__EXERCISE PROMPT__
Output all the entries word for word. Omit the pictures.

__MATERIAL FOR THE TASK__

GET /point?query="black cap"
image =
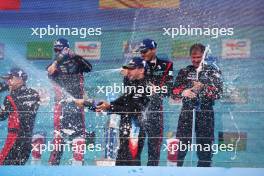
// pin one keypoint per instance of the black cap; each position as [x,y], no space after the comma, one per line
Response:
[17,72]
[147,44]
[135,62]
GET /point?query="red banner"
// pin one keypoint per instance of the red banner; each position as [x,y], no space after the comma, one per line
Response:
[9,4]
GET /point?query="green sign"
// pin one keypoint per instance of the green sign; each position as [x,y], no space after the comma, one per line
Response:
[237,140]
[39,50]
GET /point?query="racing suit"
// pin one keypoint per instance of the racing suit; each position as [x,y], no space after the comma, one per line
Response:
[69,121]
[159,73]
[131,106]
[20,107]
[203,105]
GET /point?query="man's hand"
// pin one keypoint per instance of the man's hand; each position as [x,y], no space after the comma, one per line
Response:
[79,102]
[197,86]
[102,106]
[52,68]
[188,93]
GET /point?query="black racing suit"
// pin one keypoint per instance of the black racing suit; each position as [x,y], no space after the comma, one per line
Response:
[203,105]
[131,106]
[20,107]
[159,73]
[69,119]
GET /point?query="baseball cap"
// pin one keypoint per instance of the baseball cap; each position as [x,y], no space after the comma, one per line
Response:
[135,62]
[17,72]
[147,44]
[61,43]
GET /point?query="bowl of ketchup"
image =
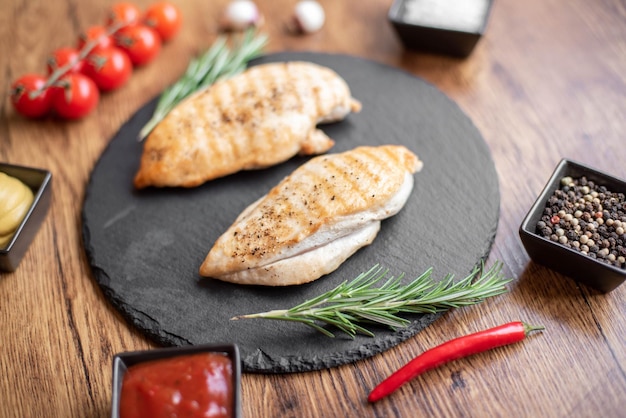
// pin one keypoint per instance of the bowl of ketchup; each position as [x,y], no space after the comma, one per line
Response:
[190,381]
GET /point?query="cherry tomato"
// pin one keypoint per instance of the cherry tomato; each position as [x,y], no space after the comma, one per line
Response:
[109,69]
[141,43]
[75,96]
[24,102]
[64,56]
[123,14]
[165,18]
[97,34]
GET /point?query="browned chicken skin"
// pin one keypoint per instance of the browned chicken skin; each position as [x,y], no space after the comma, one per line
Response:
[315,218]
[259,118]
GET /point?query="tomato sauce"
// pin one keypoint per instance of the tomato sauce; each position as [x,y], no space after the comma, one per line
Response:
[195,385]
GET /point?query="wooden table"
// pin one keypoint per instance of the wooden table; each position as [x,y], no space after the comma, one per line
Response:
[547,81]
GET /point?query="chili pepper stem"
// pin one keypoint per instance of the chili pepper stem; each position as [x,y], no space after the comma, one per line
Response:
[530,328]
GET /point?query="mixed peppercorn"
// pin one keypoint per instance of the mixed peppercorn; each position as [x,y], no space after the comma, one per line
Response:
[587,218]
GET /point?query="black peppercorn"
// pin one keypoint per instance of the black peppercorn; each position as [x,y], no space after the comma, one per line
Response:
[587,218]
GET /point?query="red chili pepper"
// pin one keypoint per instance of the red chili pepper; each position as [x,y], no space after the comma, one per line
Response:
[459,347]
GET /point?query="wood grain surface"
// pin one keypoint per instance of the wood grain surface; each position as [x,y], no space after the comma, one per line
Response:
[547,81]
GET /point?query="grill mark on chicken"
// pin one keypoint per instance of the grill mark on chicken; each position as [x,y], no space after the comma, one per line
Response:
[264,116]
[351,190]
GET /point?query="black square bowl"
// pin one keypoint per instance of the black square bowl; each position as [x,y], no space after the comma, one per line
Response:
[567,261]
[123,361]
[451,27]
[39,182]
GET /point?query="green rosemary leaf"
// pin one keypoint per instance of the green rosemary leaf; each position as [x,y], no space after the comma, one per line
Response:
[374,298]
[216,63]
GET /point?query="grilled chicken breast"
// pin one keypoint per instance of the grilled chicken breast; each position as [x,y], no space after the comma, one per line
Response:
[315,218]
[259,118]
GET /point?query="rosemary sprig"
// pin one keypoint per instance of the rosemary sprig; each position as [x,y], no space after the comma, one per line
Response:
[217,62]
[354,303]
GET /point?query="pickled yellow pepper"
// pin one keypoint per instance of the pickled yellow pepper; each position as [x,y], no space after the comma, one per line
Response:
[15,200]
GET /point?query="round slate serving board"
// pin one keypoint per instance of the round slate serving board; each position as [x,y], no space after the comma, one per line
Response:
[145,247]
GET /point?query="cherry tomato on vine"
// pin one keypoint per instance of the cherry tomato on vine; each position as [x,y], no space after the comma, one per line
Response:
[23,100]
[165,18]
[109,69]
[141,43]
[75,96]
[62,57]
[123,14]
[96,34]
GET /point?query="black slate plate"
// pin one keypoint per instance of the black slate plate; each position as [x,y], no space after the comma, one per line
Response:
[145,247]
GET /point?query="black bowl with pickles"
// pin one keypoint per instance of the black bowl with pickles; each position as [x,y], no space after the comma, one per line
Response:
[17,233]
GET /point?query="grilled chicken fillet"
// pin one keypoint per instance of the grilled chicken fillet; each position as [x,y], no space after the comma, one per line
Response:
[256,119]
[315,218]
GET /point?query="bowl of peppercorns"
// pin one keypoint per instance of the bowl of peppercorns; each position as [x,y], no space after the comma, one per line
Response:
[577,226]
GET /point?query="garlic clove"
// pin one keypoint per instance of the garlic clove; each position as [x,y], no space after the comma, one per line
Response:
[309,16]
[240,15]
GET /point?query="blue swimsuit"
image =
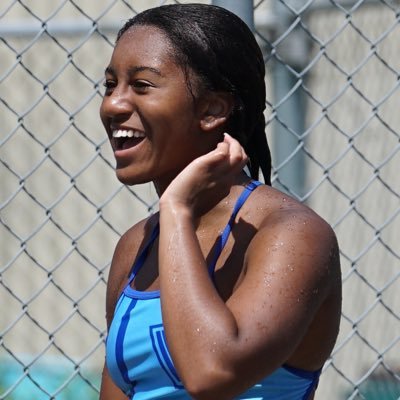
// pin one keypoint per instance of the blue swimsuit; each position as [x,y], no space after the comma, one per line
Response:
[137,354]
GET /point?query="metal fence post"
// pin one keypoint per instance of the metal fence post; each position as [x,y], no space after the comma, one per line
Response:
[289,125]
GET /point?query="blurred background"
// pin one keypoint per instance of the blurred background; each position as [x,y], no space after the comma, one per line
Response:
[333,121]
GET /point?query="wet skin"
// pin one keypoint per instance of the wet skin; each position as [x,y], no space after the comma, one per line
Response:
[277,292]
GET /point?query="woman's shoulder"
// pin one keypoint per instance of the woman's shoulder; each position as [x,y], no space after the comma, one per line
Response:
[277,211]
[297,232]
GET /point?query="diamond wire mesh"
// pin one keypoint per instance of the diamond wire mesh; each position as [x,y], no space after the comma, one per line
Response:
[335,64]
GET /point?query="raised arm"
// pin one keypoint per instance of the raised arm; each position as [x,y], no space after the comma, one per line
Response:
[222,348]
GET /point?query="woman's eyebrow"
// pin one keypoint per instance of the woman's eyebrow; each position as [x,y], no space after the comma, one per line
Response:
[109,70]
[134,70]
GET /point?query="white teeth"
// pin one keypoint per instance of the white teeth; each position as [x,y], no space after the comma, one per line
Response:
[127,133]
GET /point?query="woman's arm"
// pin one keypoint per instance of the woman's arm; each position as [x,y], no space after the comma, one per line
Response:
[108,389]
[220,349]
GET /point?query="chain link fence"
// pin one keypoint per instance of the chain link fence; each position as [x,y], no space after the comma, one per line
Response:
[334,125]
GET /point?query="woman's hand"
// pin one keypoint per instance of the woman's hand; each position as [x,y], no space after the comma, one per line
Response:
[207,179]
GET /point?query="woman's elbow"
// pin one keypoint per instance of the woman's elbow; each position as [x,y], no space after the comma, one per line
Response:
[210,384]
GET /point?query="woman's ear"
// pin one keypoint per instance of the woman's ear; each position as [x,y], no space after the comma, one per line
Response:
[215,110]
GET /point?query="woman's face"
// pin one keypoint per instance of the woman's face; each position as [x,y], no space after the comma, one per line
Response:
[148,112]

__RESPONSE TO THIS EXERCISE__
GET /point?query="black cap"
image =
// pin one keypoint per instance of the black cap; each position as [x,y], no space after the comma, one per line
Response:
[17,72]
[147,44]
[135,62]
GET /point?query="red banner"
// pin one keypoint per instance of the red banner; each position as [x,y], no space after the comma, one per line
Response:
[9,4]
GET /point?query="green sign"
// pin one keypoint per instance of the green sign; each position as [x,y], no space after the comma, one per line
Response:
[237,140]
[39,50]
GET /point?query="racing suit"
// pin one keypoint per instance of the racing suit; each position as [x,y], no space after the comma, one per line
Response:
[69,121]
[159,73]
[131,106]
[20,107]
[203,105]
GET /point?query="man's hand"
// pin one keypoint per instance of the man's hand; each position as [x,y], no space after the comma, one per line
Response:
[79,102]
[197,86]
[102,106]
[52,68]
[188,93]
GET /point?query="black racing suit"
// pin one keypoint per instance of the black racing suit; each position as [x,y], no space after the comma, one per line
Response:
[203,105]
[131,106]
[20,107]
[159,73]
[69,119]
GET /point?query="baseball cap"
// pin one keypoint per instance of the baseball cap; each position as [x,y], no space after the comma, one per line
Response:
[135,62]
[17,72]
[147,44]
[61,43]
GET /point?query="bowl of ketchup"
image =
// pin one keypoint per instance of the bowl of ketchup; each position as [x,y], no space after the comma, one per line
Response:
[190,381]
GET /point?query="cherry tomato"
// pin one keypoint per instance of the cherry tomato; each position as [x,y], no space after the comma, one per line
Response:
[109,69]
[141,43]
[75,96]
[24,102]
[64,56]
[123,14]
[165,18]
[97,34]
GET /point?query="browned chicken skin"
// pin one keypoint per instance of the browned chicken skin; each position as [x,y], no space after the comma, one per line
Response:
[315,218]
[259,118]
GET /point?query="tomato sauce"
// pin one keypoint per instance of the tomato sauce; each position as [x,y], no space after the comma, one per line
Response:
[195,385]
GET /point?query="wooden table"
// pin one keypoint per instance of the wooden table; each position as [x,y], no space after the comma, one per line
Response:
[547,81]
GET /point?query="chili pepper stem"
// pin one keypoint per instance of the chili pepper stem; each position as [x,y], no space after the comma, one per line
Response:
[530,328]
GET /point?query="mixed peppercorn"
// pin one keypoint per instance of the mixed peppercorn; each position as [x,y], no space after the comma, one per line
Response:
[587,218]
GET /point?query="black peppercorn"
// pin one keypoint per instance of the black peppercorn; each position as [x,y], no space after the comma, one per line
Response:
[587,218]
GET /point?query="red chili pepper"
// pin one keypoint per instance of the red chili pepper; each position as [x,y], no space after the comma, one per line
Response:
[459,347]
GET /point?query="wood grain surface"
// pin one keypoint per instance of the wood grain surface; each position as [x,y], no space after the comma, one per line
Response:
[547,81]
GET /point?query="grill mark on chicken"
// pin one keypoint per instance of the grill mark on chicken; each position as [x,y], no space after the comma, one per line
Response:
[264,116]
[351,190]
GET /point?query="black square bowl"
// pin one keypoint per instance of the black square bowl; each position as [x,y], no space after the comma, one per line
Response:
[567,261]
[123,361]
[451,27]
[39,182]
GET /point?query="green rosemary leaf"
// pin one keypoint per instance of the green rosemary leaf; each position as [x,y], no space after the comma, one per line
Response:
[374,298]
[216,63]
GET /point?query="grilled chicken breast"
// pin one keypoint per instance of the grilled chicken breast; each position as [x,y], no space after the comma, one per line
Response:
[315,218]
[259,118]
GET /point?query="rosemary sprig"
// pin one keypoint per instance of the rosemary sprig; each position as [x,y], no space after the comma, one per line
Response:
[217,62]
[354,303]
GET /point?query="pickled yellow pepper"
// pin one keypoint per instance of the pickled yellow pepper; each position as [x,y], no space after the comma, one per line
Response:
[15,200]
GET /point?query="round slate serving board"
// pin one keypoint per instance of the round slate serving board; each position as [x,y], no space after the comma, one per line
Response:
[145,247]
GET /point?query="cherry tomato on vine"
// pin one keypoint per instance of the cherry tomato on vine; each position as [x,y], no space after the comma, one per line
Response:
[23,100]
[165,18]
[109,69]
[141,43]
[75,96]
[62,57]
[123,14]
[96,34]
GET /point?query="black slate plate"
// pin one keypoint per instance of the black slate plate; each position as [x,y], no space after the comma, one per line
Response:
[145,247]
GET /point?query="black bowl with pickles"
// pin one keypoint per instance of the black bowl with pickles; each position as [x,y], no space after the comma, one per line
Response:
[17,233]
GET /point?query="grilled chicken fillet"
// pin one keypoint per instance of the grilled chicken fillet; each position as [x,y], no space after the comma, one per line
Response:
[256,119]
[315,218]
GET /point?query="bowl of peppercorns"
// pin one keypoint per instance of the bowl of peppercorns; each position as [x,y], no space after the comma, one per line
Response:
[577,226]
GET /point?query="garlic clove"
// pin one keypoint per instance of the garlic clove; each position as [x,y], no space after the comma, one per line
Response:
[309,16]
[240,15]
GET /point?query="blue swimsuit"
image =
// pin one keypoint per instance of the blue swimsuit; each position as [x,y], no space after the comma, one per line
Response:
[137,354]
GET /point?query="metal fence post"
// pin one keypoint per instance of the metal fence post; each position as [x,y], no space after the comma, one per line
Response:
[289,125]
GET /point?query="blurred background"
// pin one keypoint per instance of the blurred background; each position as [x,y], no space after the comma, one per line
Response:
[333,121]
GET /point?query="wet skin"
// pin one keypoint per instance of the wet skin; each position as [x,y], no space after the comma, one per line
Response:
[277,292]
GET /point?query="woman's shoulder"
// pin one keypoint per instance of the woman's shoulder; each position as [x,y], no space after the comma, one per line
Response:
[277,211]
[297,232]
GET /point?query="diamond wire mesh"
// pin one keypoint per instance of the diamond wire mesh; each position as [x,y], no space after the comma, one per line
Response:
[335,64]
GET /point?query="raised arm"
// pin one keypoint per instance of the raised arm; each position as [x,y], no space after the comma, one per line
Response:
[222,348]
GET /point?query="woman's eyebrow"
// pin one keypoint per instance of the woman's eyebrow; each position as [x,y], no space after the comma, one per line
Response:
[109,70]
[134,70]
GET /point?query="white teeth"
// pin one keypoint per instance of the white teeth; each position as [x,y], no space after the comma, one per line
Response:
[127,133]
GET /point?query="woman's arm"
// pin one keypoint per instance of the woman's arm; each position as [x,y], no space after the comma, one per line
Response:
[108,389]
[220,349]
GET /point?query="chain link fence"
// pin one keypoint per instance of the chain link fence; each position as [x,y], no space after the comma, one per line
Response:
[334,125]
GET /point?query="woman's hand"
// pin one keypoint per instance of the woman's hand; each position as [x,y], no space after the comma, one per line
Response:
[207,179]
GET /point?query="woman's elbow"
// pin one keypoint per instance of the woman's elbow; each position as [x,y], no space after the comma, one per line
Response:
[210,384]
GET /point?query="woman's ear"
// pin one keypoint per instance of the woman's ear; each position as [x,y], no space after the comma, one per line
Response:
[215,110]
GET /point?query="woman's face"
// pin one keypoint per instance of the woman's face; each position as [x,y], no space after the comma, one per line
Response:
[148,112]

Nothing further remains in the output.